--- Source ---

Digital Circuits - Conversion of Flip-Flops

In previous chapter, we discussed the four flip-flops, namely SR flip-flop, D flip-flop, JK flip-flop & T flip-flop. We can convert one flip-flop into the remaining three flip-flops by including some additional logic. So, there will be total of twelve flip-flop conversions.

Follow these steps for converting one flip-flop to the other.

Consider the characteristic table of desired flip-flop.
Fill the excitation values (inputs) of given flip-flop for each combination of present state and next state. The excitation table for all flip-flops is shown below.

Present State	Next State	SR flip-flop inputs		D flip-flop input	JK flip-flop inputs		T flip-flop input
Q(t)	Q(t+1)	S	R	D	J	K	T
0	0	0	x	0	0	x	0
0	1	1	0	1	1	x	1
1	0	0	1	0	x	1	1
1	1	x	0	1	x	0	0

Get the simplified expressions for each excitation input. If necessary, use Kmaps for simplifying.

---

• **Complete the following**
**1.** Answer these questions using the flip-flop conversion text:
(a) How many flip-flop conversions are there in total?
(b) What T flip-flop input is needed when the present state is 1 and the next state is 0?
(c) What does the text suggest using, if necessary, to simplify the expressions for each excitation input?
**2.** Continue the flip-flop conversion text from the point where it ends.

--- Listed entries ---

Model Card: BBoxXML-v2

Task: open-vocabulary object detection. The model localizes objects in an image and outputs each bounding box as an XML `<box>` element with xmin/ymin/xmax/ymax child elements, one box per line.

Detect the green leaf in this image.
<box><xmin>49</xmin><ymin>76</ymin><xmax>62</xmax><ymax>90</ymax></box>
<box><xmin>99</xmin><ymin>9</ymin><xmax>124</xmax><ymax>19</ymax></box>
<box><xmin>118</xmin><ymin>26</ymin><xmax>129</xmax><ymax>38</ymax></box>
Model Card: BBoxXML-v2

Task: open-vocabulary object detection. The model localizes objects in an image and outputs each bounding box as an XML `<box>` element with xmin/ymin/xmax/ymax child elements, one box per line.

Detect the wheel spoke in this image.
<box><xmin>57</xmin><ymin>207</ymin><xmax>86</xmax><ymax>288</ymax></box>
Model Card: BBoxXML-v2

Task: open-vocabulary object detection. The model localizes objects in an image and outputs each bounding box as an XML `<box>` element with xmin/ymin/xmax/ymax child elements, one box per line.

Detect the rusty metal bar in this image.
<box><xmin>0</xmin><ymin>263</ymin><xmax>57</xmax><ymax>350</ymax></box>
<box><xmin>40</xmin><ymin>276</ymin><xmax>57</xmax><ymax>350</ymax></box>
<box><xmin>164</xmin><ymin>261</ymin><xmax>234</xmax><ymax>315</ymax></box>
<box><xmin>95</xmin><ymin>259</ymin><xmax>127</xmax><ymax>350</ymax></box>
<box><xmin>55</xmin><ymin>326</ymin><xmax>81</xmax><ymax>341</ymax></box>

---

• **Final answers**
**1.**
(a) Twelve.
(b) 1.
(c) Kmaps.

**2.**
Draw the circuit diagram of desired flip-flop according to the simplified expressions using given flip-flop and necessary logic gates.

Now, let us convert few flip-flops into other. Follow the same process for remaining flipflop conversions.

SR Flip-Flop to other Flip-Flop Conversions

Following are the three possible conversions of SR flip-flop to other flip-flops.

SR flip-flop to D flip-flop
SR flip-flop to JK flip-flop
SR flip-flop to T flip-flop

SR flip-flop to D flip-flop conversion

Here, the given flip-flop is SR flip-flop and the desired flip-flop is D flip-flop. Therefore, consider the following characteristic table of D flip-flop.

D flip-flop input	Present State	Next State
D	Q(t)	Q(t + 1)
0	0	0
0	1	0
1	0	1
1	1	1

We know that SR flip-flop has two inputs S & R. So, write down the excitation values of SR flip-flop for each combination of present state and next state values. The following table shows the characteristic table of D flip-flop along with the excitation inputs of SR flip-flop.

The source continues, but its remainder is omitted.